BEGIN Records shown

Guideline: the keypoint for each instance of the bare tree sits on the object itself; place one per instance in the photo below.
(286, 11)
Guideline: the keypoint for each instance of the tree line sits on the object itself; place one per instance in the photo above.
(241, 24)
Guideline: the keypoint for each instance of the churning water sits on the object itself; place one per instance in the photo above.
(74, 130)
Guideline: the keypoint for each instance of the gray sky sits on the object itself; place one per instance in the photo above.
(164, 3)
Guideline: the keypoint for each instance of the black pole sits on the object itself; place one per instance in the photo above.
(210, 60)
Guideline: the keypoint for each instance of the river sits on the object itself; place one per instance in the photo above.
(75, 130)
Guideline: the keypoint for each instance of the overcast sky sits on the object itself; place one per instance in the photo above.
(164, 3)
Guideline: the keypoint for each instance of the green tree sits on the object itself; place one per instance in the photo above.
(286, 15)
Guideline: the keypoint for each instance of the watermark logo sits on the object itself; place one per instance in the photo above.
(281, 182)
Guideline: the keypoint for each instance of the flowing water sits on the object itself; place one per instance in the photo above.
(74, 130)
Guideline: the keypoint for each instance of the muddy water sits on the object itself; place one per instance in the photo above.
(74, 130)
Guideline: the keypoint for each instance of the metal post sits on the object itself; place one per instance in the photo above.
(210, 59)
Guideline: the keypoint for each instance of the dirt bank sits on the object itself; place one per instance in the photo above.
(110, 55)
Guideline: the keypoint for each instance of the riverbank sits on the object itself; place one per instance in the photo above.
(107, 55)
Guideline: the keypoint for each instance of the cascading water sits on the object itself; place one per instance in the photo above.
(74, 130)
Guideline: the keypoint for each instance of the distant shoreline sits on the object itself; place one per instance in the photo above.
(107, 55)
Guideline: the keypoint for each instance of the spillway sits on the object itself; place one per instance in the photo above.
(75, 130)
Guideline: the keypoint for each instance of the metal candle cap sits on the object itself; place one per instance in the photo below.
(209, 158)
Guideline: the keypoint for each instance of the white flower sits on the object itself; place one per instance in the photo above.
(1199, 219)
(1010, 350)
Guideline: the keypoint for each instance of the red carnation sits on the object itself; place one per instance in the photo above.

END Records shown

→ **Exercise details**
All of the material must be reproduced exactly.

→ **Answer below**
Guideline: the keypoint for each instance of the bare tree sits on the object itself; place one per instance in the photo below.
(286, 11)
Guideline: the keypoint for each instance of the tree line sits on the object itself; place one per instance in the photo above.
(241, 24)
Guideline: the keypoint for each instance of the churning water sits on the object itself; place one per instance in the photo above.
(74, 130)
Guideline: the keypoint for each instance of the gray sky sits on the object itself; place one per instance in the photo above.
(164, 3)
Guideline: the keypoint for each instance of the black pole sits on the object itself; place one per instance in the photo above.
(210, 60)
Guideline: the keypoint for each instance of the river sits on the object itself; place one per instance in the photo above.
(75, 130)
Guideline: the keypoint for each instance of the overcast sky sits on the object itself; place one per instance in the photo above.
(164, 3)
Guideline: the keypoint for each instance of the green tree sits on the object itself; place one per instance in the photo above.
(286, 15)
Guideline: the keypoint for each instance of the watermark logo sits on the object itself; place one per instance in the photo above.
(281, 182)
Guideline: the keypoint for each instance of the flowing water sits on the object itself; place one per instance in the photo above.
(74, 130)
Guideline: the keypoint for each instance of the muddy water sits on the object itself; place one per instance in the photo above.
(74, 130)
Guideline: the keypoint for each instance of the metal post sits on the object itself; place one per instance in the photo above.
(210, 59)
Guideline: the keypoint for each instance of the dirt bank sits on the object itself; place one per instance in the photo above.
(110, 55)
Guideline: the keypoint for each instance of the riverbank sits on the object itself; place one per instance in the photo above.
(107, 55)
Guideline: the keypoint for each instance of the cascading water sits on the object itself; place one per instance in the photo above.
(74, 130)
Guideline: the keypoint for each instance of the distant shoreline sits on the object itself; place one per instance in the photo above.
(107, 55)
Guideline: the keypoint for each instance of the spillway sits on the object itself; place one per instance in the photo above.
(75, 130)
Guideline: the keypoint for each instance of the metal candle cap sits on the object itself; place one per instance in the photo below.
(209, 158)
Guideline: the keypoint for each instance of the white flower sits on the object itself; place one per instance in the photo above.
(1199, 219)
(1010, 350)
Guideline: the keypoint for each instance of the red carnation sits on the object itself; place one per instance in the photo above.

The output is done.